» Problem requirements:
All records that follow are to be restated exactly.
===============
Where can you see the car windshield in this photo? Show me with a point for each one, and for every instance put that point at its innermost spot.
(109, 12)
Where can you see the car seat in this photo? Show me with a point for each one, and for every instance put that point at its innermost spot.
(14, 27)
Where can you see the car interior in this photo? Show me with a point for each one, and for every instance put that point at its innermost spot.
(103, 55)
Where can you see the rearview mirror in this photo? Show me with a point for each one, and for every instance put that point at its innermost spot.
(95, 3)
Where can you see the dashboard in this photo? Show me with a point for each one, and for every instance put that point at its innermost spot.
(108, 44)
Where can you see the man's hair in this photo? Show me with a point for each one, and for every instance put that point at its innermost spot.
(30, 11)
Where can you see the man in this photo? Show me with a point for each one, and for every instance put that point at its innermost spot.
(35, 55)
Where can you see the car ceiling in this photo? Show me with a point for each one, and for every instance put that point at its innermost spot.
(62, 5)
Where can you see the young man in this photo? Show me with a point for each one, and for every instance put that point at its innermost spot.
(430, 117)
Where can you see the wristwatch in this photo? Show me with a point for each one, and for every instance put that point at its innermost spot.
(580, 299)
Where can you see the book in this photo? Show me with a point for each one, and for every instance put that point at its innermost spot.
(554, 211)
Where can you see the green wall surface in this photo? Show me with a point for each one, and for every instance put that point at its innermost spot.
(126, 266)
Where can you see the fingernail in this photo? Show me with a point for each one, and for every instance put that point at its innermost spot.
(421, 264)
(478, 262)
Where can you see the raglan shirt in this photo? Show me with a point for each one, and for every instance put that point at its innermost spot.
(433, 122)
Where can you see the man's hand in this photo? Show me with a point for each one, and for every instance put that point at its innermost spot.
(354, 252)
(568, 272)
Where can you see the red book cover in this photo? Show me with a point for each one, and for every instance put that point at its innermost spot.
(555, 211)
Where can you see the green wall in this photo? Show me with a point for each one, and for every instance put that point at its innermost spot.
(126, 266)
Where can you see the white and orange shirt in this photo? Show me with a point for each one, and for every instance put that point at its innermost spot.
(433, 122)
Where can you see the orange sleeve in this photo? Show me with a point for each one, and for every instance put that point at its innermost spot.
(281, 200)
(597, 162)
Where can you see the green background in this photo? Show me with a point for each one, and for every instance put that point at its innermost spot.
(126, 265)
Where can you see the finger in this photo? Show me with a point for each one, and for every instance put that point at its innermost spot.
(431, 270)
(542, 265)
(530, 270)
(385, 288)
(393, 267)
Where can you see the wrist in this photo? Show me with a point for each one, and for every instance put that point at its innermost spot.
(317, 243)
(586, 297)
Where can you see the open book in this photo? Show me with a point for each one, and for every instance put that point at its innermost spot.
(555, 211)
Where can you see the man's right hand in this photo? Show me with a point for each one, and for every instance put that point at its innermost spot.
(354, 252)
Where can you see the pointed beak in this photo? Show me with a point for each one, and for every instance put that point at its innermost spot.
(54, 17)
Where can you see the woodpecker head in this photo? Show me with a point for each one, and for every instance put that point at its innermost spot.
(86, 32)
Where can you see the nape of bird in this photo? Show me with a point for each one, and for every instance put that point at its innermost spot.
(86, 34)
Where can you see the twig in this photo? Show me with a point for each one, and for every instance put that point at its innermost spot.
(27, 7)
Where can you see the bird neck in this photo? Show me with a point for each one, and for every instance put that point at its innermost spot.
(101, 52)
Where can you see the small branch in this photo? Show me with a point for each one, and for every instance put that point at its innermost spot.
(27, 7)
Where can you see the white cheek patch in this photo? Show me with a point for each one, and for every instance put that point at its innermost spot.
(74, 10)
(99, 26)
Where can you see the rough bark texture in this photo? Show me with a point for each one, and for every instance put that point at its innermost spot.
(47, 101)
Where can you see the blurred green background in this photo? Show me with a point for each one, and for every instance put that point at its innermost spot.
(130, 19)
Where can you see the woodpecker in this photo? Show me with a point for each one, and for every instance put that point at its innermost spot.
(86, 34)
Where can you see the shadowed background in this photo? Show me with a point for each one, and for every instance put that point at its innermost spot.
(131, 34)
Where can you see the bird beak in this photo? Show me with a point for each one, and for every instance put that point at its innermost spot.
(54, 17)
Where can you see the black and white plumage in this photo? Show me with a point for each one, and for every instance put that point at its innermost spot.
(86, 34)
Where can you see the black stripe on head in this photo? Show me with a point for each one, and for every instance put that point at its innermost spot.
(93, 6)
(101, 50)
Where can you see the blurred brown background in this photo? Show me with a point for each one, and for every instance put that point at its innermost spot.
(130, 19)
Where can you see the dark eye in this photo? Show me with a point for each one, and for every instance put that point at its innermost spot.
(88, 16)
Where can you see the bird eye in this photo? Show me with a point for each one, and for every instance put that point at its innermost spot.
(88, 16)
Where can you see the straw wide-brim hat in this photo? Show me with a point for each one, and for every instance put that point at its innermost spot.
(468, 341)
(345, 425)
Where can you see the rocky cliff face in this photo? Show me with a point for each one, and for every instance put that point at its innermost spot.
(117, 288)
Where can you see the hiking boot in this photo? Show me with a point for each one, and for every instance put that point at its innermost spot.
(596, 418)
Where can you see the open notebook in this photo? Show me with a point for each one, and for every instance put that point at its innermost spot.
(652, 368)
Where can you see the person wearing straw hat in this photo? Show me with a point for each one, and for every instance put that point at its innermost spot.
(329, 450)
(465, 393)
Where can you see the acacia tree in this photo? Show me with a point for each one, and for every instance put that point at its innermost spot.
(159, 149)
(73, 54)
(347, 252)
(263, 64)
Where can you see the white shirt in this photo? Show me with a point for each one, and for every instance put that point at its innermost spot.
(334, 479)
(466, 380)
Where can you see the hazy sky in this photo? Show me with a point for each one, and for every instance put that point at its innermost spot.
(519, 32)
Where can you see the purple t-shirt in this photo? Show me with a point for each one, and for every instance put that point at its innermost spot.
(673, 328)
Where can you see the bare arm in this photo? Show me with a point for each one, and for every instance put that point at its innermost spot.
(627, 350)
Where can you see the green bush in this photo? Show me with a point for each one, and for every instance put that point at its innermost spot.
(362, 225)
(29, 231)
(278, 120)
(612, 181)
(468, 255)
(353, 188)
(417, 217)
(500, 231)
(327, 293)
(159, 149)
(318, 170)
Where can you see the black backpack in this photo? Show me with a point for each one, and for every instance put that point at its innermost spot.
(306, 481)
===============
» Output of the exercise:
Where can you see the car windshield in this photo? Show me with a point for each one, and for every instance put that point at its innermost spot.
(109, 12)
Where can you see the car seat in this photo? Show me with a point for each one, and for every instance put that point at its innermost spot.
(14, 27)
Where can you see the car interior in this photo? Show me with a point for each one, and for every instance put that point at its innermost spot.
(103, 55)
Where can you see the rearview mirror in this photo? Show me with a point for each one, and for every instance put that point at its innermost spot.
(95, 3)
Where can you see the dashboard in this photo? Show me with a point for each one, and for every instance put that point at its innermost spot.
(108, 44)
Where can you see the man's hair in this photo? Show me with a point for each one, and for every instance put that point at its innermost spot.
(30, 11)
Where can you see the man in this photo? Show me with a point for each one, and for every instance put that point at its innermost spot.
(35, 55)
Where can you see the car ceiling in this photo? Show me with a point for each one, and for every instance put that point at its innermost spot.
(62, 5)
Where can you see the young man in this photo? Show me with a point for each one, and for every instance put that point at its innermost spot.
(430, 117)
Where can you see the wristwatch in this photo? Show me with a point for each one, and for every instance put that point at its innermost spot.
(580, 299)
Where can you see the book in this photo? Show me with a point for each one, and for every instance put that point at its innermost spot.
(554, 211)
Where can you see the green wall surface in this photo? Show me with a point for each one, and for every instance put that point at its innermost spot.
(126, 266)
Where can you see the fingernail in this photo? Show me with a point for each one, and for every instance put that point at its innermost spot.
(421, 264)
(478, 262)
Where can you see the raglan shirt in this photo? Show me with a point for each one, and for every instance put that point at its innermost spot.
(433, 122)
Where can you see the man's hand in this photo? Show me with a point for each one, and for every instance put that point at its innermost spot.
(354, 252)
(568, 272)
Where can you see the red book cover in this photo? Show me with a point for each one, and for every instance put that point at its innermost spot.
(555, 211)
Where can you see the green wall in this photo? Show me with a point for each one, and for every instance put that point at its innermost spot.
(126, 266)
Where can you see the white and orange shirt in this photo? Show me with a point for each one, and for every instance put that point at its innermost spot.
(433, 122)
Where can you see the orange sleeve in this photo? Show me with a point for each one, and for every instance put that point at its innermost spot.
(281, 200)
(597, 162)
Where can you see the green background in this photo? Show me with a point for each one, and for every instance put that point at its innermost spot.
(126, 265)
Where can you see the finger in this photo? Show me with a point for each one, and for every instance put that point at its innermost spot.
(431, 270)
(542, 265)
(530, 270)
(385, 288)
(393, 267)
Where can you see the wrist in this photo? Show me with a point for each one, and for every instance put that point at its innermost spot.
(317, 243)
(586, 297)
Where can you see the open book in this photo? Show me with a point for each one, and for every instance put that point at its innermost spot.
(555, 211)
Where can you see the man's right hand in this photo? Show me with a point for each one, and for every instance put that point at its innermost spot.
(354, 252)
Where can you see the pointed beak in this photo? Show me with a point for each one, and for every instance put that point at its innermost spot.
(54, 17)
Where can you see the woodpecker head in this photo? Show me with a point for each one, and for every instance put that point at its innermost spot.
(86, 32)
Where can you see the nape of bird in this photo? Show me with a point for each one, and for every instance put that point at its innermost spot.
(86, 34)
Where can you see the twig in this photo? Show me with a point for each one, and for every instance put that point at its innermost spot.
(27, 7)
Where can you see the bird neck in this photo? Show me with a point for each one, and for every instance put that point at its innermost spot.
(101, 52)
Where can you see the small branch in this photo? Show me with a point for each one, and for every instance put that point at its innermost spot.
(27, 7)
Where can you see the white cheek patch in this photo? Show me with a point for each one, and for every instance put that point at its innermost spot.
(74, 10)
(99, 26)
Where can you see the rough bark texture in this photo? Show me with a point for each one, and for every instance put that point at its innermost spot.
(47, 101)
Where can you see the blurred green background in this photo? Show me with a point for each one, and for every instance put that point at its innermost spot.
(130, 19)
Where can you see the woodpecker in this photo? Show me with a point for each one, and for every instance put that point at its innermost spot.
(86, 34)
Where can you see the shadowed background in this photo? Show me with a point for each one, and for every instance put that point at its innermost spot.
(131, 34)
Where can you see the bird beak in this photo? Show me with a point for each one, and for every instance put that point at its innermost spot.
(54, 17)
Where can you see the black and white plumage in this photo? Show me with a point for each one, and for every instance put that point at its innermost spot.
(86, 34)
Where can you see the black stripe on head in this photo? Show me with a point for each one, and for every instance put that point at its innermost spot.
(93, 6)
(101, 50)
Where can you see the blurred brown background in this photo? Show me with a point for each one, and for every instance put that point at its innermost spot.
(130, 19)
Where can you see the dark eye in this photo? Show me with a point for each one, and for every instance put that point at its innermost spot.
(88, 16)
Where can you see the bird eye in this photo? Show me with a point for each one, and for every instance put that point at its innermost spot.
(88, 16)
Where can you see the straw wide-brim hat in this photo? Show me with a point for each one, and for every instance put that point at its innermost spot.
(468, 341)
(345, 425)
Where can you see the rocky cliff face in this photo? Show me with a point for each one, and for every instance put that point at its innermost spot.
(117, 288)
Where can you see the hiking boot in this photo? Show me with a point for each one, and for every instance put that point at its innermost spot.
(596, 418)
Where can you see the open notebook in this photo? Show me with a point for each one, and for every instance put that point at its innermost spot.
(652, 368)
Where can you see the person wearing straw hat in this photo? Show me with a point for each one, and for every instance put that point at its innermost spot.
(329, 450)
(465, 393)
Where can you see the acacia tree in this photo? Show me with a point for each one, and for every instance put that point at its innermost spot.
(159, 149)
(73, 54)
(347, 252)
(263, 64)
Where can you see the white shirt in this photo? Show me with a point for each one, and for every instance put that point at its innermost spot.
(334, 479)
(466, 380)
Where can you see the hazy sky in this photo? Show me with a point for each one, and for every instance put that point at its innermost spot.
(519, 32)
Where can you see the purple t-shirt in this photo? Show me with a point for each one, and for every instance put that point at its innermost spot.
(673, 328)
Where can you see the bare arm in this photo? Show me with a point for each one, and for every instance put that point at its innermost spot.
(627, 350)
Where can you see the green bush in this photo? Show me with a point for each one, and for every instance put that point at its innermost spot.
(362, 225)
(29, 231)
(278, 120)
(612, 181)
(468, 255)
(353, 188)
(417, 217)
(500, 231)
(327, 293)
(159, 149)
(318, 170)
Where can you see the black backpack in this photo? Show me with a point for each one, and for every instance put that point at its innermost spot.
(306, 481)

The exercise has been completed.